# [risolto]SSH e UPNP per la vodafone station

## CarloJekko

Salve a tutti, finalmente dopo quasi un mese la vodafone è riuscita a mettermi questa stramaledetta ADSL; il problema è che la station (il  gateway) ha un firmware con pochissime features, giusto impostare la pass wpa per  la wireless e disattivarla.  Ho chiamato per sapere se posso mettere un router mio, ma la risposta è stata secca: NO

A questo punto io ho un indirizzo pubblico che non posso sfruttare, dato che non ho la possibilità di fare pport forwarding. E qua mi è venuta l'idea. Il gw ha attivato di default (e non si può disattivare) L'UPNP, il famoso universal plug and play, quindi teoricamente potrei usare questo protocollo per attivarmi il port forwarding per l mie necessità. La domanda è questa: 

Come posso sfruttare L'UPNP per essere visibile ad internet sulla porta ssh? Un'idea è stata quella di usare amule e merci la porta 22 per default, ma mi sembra una scemenza pazzesca... Qualcuno ha qualche idea?
****************************************
Puoi ricopiare per intero la discussione qui sopra su SSH e UPnP con la Vodafone Station, parola per parola e senza modifiche?

Dati forniti -
****************************************
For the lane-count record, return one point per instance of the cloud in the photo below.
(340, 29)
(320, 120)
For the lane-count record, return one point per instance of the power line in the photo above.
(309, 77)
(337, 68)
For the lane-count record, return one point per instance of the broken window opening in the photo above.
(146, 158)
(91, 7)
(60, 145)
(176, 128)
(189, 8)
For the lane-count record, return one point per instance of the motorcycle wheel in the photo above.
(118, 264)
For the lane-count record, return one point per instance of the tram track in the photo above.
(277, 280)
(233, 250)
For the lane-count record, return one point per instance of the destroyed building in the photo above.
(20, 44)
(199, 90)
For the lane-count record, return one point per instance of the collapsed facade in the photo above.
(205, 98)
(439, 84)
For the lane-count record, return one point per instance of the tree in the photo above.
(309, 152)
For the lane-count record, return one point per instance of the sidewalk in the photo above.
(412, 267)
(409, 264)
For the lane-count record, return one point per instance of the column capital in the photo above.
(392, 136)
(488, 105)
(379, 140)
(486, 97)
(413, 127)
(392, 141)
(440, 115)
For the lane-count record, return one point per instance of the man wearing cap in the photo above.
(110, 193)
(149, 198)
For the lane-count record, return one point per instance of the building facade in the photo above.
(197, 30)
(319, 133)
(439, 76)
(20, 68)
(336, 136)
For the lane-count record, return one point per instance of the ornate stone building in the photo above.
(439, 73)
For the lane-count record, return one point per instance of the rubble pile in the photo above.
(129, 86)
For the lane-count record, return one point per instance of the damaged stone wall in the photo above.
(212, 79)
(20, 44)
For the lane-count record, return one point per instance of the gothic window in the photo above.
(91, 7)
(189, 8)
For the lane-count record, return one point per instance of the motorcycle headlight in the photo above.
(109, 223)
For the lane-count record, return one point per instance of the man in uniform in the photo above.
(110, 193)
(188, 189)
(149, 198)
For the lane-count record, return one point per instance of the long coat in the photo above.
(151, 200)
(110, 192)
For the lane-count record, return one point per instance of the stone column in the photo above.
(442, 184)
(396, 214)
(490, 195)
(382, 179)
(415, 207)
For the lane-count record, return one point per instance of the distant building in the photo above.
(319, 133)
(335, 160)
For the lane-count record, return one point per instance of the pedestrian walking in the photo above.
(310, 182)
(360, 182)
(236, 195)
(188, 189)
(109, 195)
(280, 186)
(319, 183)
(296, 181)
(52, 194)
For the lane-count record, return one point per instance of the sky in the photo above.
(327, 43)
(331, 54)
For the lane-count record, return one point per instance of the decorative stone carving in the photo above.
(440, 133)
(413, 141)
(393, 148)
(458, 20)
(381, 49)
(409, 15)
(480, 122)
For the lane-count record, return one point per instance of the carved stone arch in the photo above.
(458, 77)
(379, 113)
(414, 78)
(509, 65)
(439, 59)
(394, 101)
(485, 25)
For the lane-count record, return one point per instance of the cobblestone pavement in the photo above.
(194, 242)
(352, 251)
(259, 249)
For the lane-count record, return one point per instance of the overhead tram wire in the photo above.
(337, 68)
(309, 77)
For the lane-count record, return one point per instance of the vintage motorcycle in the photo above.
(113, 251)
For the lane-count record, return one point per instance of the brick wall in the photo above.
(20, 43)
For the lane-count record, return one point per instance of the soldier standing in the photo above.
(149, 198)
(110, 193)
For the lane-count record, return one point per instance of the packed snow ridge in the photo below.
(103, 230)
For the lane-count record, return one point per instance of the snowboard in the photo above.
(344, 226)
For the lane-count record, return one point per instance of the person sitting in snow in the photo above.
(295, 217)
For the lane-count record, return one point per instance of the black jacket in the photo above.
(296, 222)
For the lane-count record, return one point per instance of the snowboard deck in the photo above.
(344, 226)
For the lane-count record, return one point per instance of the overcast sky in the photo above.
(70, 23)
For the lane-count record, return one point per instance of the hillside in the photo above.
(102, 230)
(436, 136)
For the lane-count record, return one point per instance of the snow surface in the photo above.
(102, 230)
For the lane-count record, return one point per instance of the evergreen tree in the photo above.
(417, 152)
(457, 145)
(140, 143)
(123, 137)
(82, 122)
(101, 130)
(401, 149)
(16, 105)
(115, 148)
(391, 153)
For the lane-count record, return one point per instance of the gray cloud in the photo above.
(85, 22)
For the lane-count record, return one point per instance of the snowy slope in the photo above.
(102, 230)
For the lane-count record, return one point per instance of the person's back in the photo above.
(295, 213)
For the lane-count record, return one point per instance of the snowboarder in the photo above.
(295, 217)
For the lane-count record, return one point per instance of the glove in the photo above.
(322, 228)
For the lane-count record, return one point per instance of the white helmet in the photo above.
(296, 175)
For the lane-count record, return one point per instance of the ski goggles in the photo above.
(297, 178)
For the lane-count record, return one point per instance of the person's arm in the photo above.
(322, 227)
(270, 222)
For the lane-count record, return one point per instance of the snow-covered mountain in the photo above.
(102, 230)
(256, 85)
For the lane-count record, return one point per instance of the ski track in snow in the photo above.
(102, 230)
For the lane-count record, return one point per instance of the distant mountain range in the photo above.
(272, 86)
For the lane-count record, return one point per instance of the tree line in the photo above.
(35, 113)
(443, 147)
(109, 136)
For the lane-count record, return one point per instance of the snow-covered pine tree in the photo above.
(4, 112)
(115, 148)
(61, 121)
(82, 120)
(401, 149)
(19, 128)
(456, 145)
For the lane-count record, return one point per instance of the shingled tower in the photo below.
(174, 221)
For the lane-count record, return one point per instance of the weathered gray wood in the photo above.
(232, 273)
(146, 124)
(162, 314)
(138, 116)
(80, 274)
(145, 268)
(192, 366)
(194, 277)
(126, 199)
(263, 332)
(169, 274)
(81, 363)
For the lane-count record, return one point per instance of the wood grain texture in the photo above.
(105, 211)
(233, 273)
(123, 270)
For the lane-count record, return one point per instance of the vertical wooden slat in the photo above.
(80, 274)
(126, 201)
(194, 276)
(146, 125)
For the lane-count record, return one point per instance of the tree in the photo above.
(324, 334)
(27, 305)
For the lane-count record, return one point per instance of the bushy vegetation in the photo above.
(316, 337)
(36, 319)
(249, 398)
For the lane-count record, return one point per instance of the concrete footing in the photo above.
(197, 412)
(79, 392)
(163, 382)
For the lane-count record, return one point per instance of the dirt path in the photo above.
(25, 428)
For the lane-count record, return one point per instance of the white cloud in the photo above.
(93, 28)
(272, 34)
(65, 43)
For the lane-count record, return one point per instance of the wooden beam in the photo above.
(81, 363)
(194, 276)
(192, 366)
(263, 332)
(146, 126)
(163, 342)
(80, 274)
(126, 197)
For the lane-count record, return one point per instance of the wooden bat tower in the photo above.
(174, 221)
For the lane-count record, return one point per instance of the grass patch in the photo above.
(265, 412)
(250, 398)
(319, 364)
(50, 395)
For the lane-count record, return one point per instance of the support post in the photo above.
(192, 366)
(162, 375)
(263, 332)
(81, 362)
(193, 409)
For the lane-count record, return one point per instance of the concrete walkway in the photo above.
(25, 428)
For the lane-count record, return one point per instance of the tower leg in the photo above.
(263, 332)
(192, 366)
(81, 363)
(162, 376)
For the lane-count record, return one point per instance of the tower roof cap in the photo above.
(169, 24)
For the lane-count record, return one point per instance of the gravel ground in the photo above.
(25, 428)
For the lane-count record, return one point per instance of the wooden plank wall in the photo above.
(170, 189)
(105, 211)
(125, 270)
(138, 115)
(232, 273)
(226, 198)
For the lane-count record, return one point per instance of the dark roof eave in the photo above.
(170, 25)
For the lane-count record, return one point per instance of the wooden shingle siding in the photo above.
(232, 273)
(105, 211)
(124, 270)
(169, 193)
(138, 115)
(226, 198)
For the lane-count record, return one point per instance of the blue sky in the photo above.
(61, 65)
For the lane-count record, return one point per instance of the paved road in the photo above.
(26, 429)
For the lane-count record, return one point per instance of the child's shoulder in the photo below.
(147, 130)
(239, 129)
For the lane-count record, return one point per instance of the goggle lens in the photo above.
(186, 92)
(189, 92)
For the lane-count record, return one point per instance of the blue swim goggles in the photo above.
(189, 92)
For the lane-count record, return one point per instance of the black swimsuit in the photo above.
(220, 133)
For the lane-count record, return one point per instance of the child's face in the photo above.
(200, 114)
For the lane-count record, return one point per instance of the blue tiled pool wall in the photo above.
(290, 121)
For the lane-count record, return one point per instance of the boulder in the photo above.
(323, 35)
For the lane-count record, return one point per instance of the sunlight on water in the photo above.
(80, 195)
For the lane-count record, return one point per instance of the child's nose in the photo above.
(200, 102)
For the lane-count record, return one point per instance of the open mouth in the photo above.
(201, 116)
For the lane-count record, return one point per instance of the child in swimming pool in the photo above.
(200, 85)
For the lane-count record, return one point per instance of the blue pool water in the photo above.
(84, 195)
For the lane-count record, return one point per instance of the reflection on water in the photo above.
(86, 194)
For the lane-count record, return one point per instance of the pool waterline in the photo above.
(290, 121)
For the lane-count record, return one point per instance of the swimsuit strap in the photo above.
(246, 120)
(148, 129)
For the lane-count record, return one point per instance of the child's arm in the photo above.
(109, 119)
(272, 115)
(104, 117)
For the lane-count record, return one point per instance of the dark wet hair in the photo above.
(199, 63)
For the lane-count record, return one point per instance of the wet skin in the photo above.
****************************************
Risposta -
# [risolto]SSH e UPNP per la vodafone station

## CarloJekko

Salve a tutti, finalmente dopo quasi un mese la vodafone è riuscita a mettermi questa stramaledetta ADSL; il problema è che la station (il  gateway) ha un firmware con pochissime features, giusto impostare la pass wpa per  la wireless e disattivarla.  Ho chiamato per sapere se posso mettere un router mio, ma la risposta è stata secca: NO

A questo punto io ho un indirizzo pubblico che non posso sfruttare, dato che non ho la possibilità di fare pport forwarding. E qua mi è venuta l'idea. Il gw ha attivato di default (e non si può disattivare) L'UPNP, il famoso universal plug and play, quindi teoricamente potrei usare questo protocollo per attivarmi il port forwarding per l mie necessità. La domanda è questa: 

Come posso sfruttare L'UPNP per essere visibile ad internet sulla porta ssh? Un'idea è stata quella di usare amule e merci la porta 22 per default, ma mi sembra una scemenza pazzesca... Qualcuno ha qualche idea?